When I was little, my parents would punish me for wrong behavior. When I punched my sister in the face, father gave me a hundred lashes using his thick belt. I still remember how painful it felt and how remorseful I was. I realized that it is wrong to punch someone. I also sensed that justice meant that if someone did me wrong, that person must suffer to be discouraged from bad actions.

I held this principle for so long. It kept me humble and responsible for my actions but made me horrible toward those who couldn’t check themselves. Throughout my childhood, I did suffer at the hands of awful people and this convinced me that retributive justice is correct.

I was anxious, aware that anyone may hurt me or the people I love. After all, from elementary to high school, I was bullied and harassed. Why were some people like that? Why can’t they be responsible? Where did they get the guts to put people in agony? Watching the news, hearing people committing dreadful things like rape and murder. I told myself they deserve to feel great pain, the kind my parents made me feel to make me disciplined. I felt that to achieve peace and order, the death penalty must be restored!

But when I reached college, everything that I believed for so long was challenged. I study criminology, and new perspectives are being unveiled before my eyes. A primary objective of the field is to understand the phenomenon of crime. What causes crime? How does crime happen? Why do people commit crimes? These are tough questions that need empirical, rational explanations—facts organized into complex theoretical models to avoid making conjectures that sow fear.

I learned that the majority of the people involved in drug-related crime live in poverty. According to the Ateneo School of Government, “those who suspected and unfortunately killed in drug operations of PNP (Philippine National Police) from May of 2016 to September of 2017, two-hundred twenty-three (223) of the victims–whose jobs were identified in the study–were either tricycle, pedicab or jeepney drivers, barkers, construction workers, vendors, farmers, or garbage collectors. There were also thirty-eight (38) victims who were reported as unemployed. Somehow the environment plays a bigger role in this issue.”

Going through perspectives from the sociological to the psychological, I understood that many who do wrong are also victims of circumstance. Perhaps one wrongdoer is a victim of domestic, sexual, verbal or non-verbal abuse. Perhaps the wrongdoer has hormonal or chemical imbalances in the brain and needs medical support. Perhaps those who resort to crime do so thinking that it is their only way out of misery.
··········
__Questions to answer__
1. Transcribe the essay about justice and crime from "I held this" up to and including "must be restored!".
2. Answer these questions from the essay about justice and crime:
(a) How many lashes did the father give with his belt?
(b) What field does the writer study in college?
(c) How many victims were reported as unemployed?
··········
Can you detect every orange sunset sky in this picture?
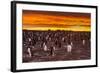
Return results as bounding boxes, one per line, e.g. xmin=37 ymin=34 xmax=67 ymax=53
xmin=22 ymin=10 xmax=91 ymax=31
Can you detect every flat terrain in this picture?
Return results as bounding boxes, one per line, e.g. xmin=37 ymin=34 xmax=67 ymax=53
xmin=22 ymin=30 xmax=91 ymax=63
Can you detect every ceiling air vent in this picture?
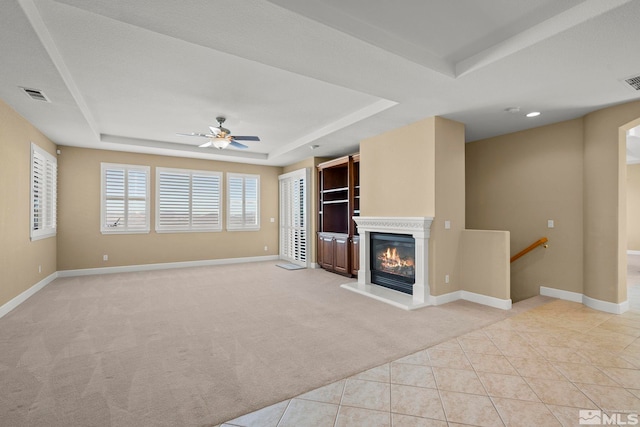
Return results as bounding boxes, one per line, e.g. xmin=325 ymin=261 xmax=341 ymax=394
xmin=624 ymin=76 xmax=640 ymax=90
xmin=20 ymin=87 xmax=51 ymax=102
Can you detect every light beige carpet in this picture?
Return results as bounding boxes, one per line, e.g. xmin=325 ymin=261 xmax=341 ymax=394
xmin=0 ymin=262 xmax=545 ymax=427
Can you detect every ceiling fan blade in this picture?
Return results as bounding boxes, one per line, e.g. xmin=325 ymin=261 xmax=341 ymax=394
xmin=232 ymin=135 xmax=260 ymax=141
xmin=176 ymin=132 xmax=209 ymax=138
xmin=229 ymin=140 xmax=249 ymax=150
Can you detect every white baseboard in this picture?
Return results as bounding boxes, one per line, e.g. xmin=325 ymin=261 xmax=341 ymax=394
xmin=540 ymin=286 xmax=629 ymax=314
xmin=582 ymin=295 xmax=629 ymax=314
xmin=540 ymin=286 xmax=583 ymax=303
xmin=58 ymin=255 xmax=280 ymax=277
xmin=429 ymin=291 xmax=511 ymax=310
xmin=0 ymin=272 xmax=58 ymax=317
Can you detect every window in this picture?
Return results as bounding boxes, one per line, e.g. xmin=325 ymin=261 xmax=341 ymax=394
xmin=227 ymin=173 xmax=260 ymax=230
xmin=100 ymin=163 xmax=149 ymax=234
xmin=156 ymin=168 xmax=222 ymax=232
xmin=30 ymin=143 xmax=58 ymax=240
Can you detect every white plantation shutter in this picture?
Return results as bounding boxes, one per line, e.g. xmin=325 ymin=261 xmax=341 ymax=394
xmin=30 ymin=143 xmax=58 ymax=240
xmin=100 ymin=163 xmax=150 ymax=234
xmin=156 ymin=168 xmax=222 ymax=232
xmin=227 ymin=173 xmax=260 ymax=230
xmin=279 ymin=169 xmax=308 ymax=265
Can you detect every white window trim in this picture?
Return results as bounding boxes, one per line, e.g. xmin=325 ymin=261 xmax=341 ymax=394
xmin=155 ymin=168 xmax=224 ymax=233
xmin=29 ymin=142 xmax=58 ymax=241
xmin=226 ymin=172 xmax=261 ymax=231
xmin=100 ymin=163 xmax=151 ymax=234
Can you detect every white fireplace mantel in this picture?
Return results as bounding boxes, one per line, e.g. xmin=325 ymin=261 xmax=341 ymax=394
xmin=342 ymin=216 xmax=433 ymax=310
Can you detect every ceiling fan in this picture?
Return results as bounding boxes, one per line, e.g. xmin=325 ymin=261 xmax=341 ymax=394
xmin=178 ymin=117 xmax=260 ymax=150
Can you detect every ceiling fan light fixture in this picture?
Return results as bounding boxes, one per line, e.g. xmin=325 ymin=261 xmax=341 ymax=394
xmin=211 ymin=138 xmax=231 ymax=150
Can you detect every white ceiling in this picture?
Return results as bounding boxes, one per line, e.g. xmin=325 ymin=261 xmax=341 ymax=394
xmin=0 ymin=0 xmax=640 ymax=166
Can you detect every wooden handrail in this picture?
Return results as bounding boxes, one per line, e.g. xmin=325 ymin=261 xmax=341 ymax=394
xmin=511 ymin=237 xmax=549 ymax=262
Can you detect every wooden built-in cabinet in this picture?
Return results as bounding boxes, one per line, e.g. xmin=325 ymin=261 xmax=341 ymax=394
xmin=316 ymin=154 xmax=360 ymax=276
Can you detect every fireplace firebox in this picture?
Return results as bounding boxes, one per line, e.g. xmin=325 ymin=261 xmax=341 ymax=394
xmin=369 ymin=233 xmax=416 ymax=294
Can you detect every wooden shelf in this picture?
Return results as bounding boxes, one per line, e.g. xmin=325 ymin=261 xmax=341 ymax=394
xmin=316 ymin=155 xmax=360 ymax=276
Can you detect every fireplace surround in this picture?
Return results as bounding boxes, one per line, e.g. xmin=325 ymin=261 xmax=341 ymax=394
xmin=342 ymin=216 xmax=433 ymax=310
xmin=369 ymin=233 xmax=416 ymax=294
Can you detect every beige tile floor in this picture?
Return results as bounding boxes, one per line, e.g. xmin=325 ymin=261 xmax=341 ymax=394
xmin=222 ymin=300 xmax=640 ymax=427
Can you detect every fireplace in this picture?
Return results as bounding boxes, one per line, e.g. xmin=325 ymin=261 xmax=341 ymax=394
xmin=342 ymin=216 xmax=433 ymax=310
xmin=369 ymin=233 xmax=416 ymax=294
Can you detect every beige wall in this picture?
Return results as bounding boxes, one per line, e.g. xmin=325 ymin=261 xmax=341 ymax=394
xmin=57 ymin=146 xmax=282 ymax=270
xmin=584 ymin=102 xmax=640 ymax=303
xmin=429 ymin=117 xmax=465 ymax=296
xmin=360 ymin=117 xmax=465 ymax=296
xmin=466 ymin=119 xmax=584 ymax=301
xmin=0 ymin=100 xmax=56 ymax=306
xmin=360 ymin=117 xmax=435 ymax=216
xmin=627 ymin=164 xmax=640 ymax=251
xmin=282 ymin=157 xmax=329 ymax=264
xmin=460 ymin=230 xmax=511 ymax=300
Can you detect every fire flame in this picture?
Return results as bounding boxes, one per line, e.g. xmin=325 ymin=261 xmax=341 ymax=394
xmin=380 ymin=248 xmax=414 ymax=268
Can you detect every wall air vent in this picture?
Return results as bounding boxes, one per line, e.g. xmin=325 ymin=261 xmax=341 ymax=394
xmin=20 ymin=87 xmax=51 ymax=102
xmin=624 ymin=76 xmax=640 ymax=90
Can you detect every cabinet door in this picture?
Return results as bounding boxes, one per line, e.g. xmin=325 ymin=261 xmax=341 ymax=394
xmin=318 ymin=234 xmax=335 ymax=270
xmin=351 ymin=236 xmax=360 ymax=277
xmin=333 ymin=235 xmax=351 ymax=274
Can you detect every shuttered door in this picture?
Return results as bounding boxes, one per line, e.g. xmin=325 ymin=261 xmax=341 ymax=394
xmin=280 ymin=169 xmax=308 ymax=266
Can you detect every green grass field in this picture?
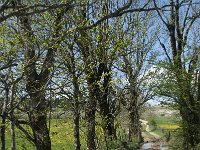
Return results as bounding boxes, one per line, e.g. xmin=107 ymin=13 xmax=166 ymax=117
xmin=6 ymin=119 xmax=86 ymax=150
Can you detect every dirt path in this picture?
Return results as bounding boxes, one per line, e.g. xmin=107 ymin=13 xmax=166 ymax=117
xmin=140 ymin=120 xmax=168 ymax=150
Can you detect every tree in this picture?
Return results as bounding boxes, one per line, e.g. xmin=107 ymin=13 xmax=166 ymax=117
xmin=154 ymin=0 xmax=200 ymax=149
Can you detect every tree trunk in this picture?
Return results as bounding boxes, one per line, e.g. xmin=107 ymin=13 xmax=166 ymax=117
xmin=103 ymin=113 xmax=116 ymax=138
xmin=74 ymin=112 xmax=81 ymax=150
xmin=85 ymin=92 xmax=96 ymax=150
xmin=0 ymin=115 xmax=6 ymax=150
xmin=31 ymin=112 xmax=51 ymax=150
xmin=29 ymin=93 xmax=51 ymax=150
xmin=10 ymin=112 xmax=16 ymax=150
xmin=180 ymin=108 xmax=200 ymax=149
xmin=0 ymin=85 xmax=9 ymax=150
xmin=129 ymin=106 xmax=142 ymax=142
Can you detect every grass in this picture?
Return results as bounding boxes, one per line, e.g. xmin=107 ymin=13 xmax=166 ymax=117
xmin=6 ymin=119 xmax=86 ymax=150
xmin=6 ymin=118 xmax=138 ymax=150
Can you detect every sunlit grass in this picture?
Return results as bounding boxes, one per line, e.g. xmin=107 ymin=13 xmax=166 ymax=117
xmin=158 ymin=124 xmax=180 ymax=130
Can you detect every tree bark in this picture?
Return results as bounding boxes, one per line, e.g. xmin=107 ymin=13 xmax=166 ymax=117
xmin=0 ymin=116 xmax=6 ymax=150
xmin=129 ymin=106 xmax=142 ymax=142
xmin=85 ymin=91 xmax=96 ymax=150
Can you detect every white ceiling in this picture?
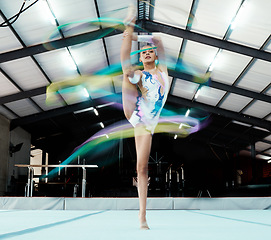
··········
__Task answers__
1.
I held this principle for so long. It kept me humble and responsible for my actions but made me horrible toward those who couldn’t check themselves. Throughout my childhood, I did suffer at the hands of awful people and this convinced me that retributive justice is correct.

I was anxious, aware that anyone may hurt me or the people I love. After all, from elementary to high school, I was bullied and harassed. Why were some people like that? Why can’t they be responsible? Where did they get the guts to put people in agony? Watching the news, hearing people committing dreadful things like rape and murder. I told myself they deserve to feel great pain, the kind my parents made me feel to make me disciplined. I felt that to achieve peace and order, the death penalty must be restored!

2.
(a) A hundred.
(b) Criminology.
(c) Thirty-eight (38).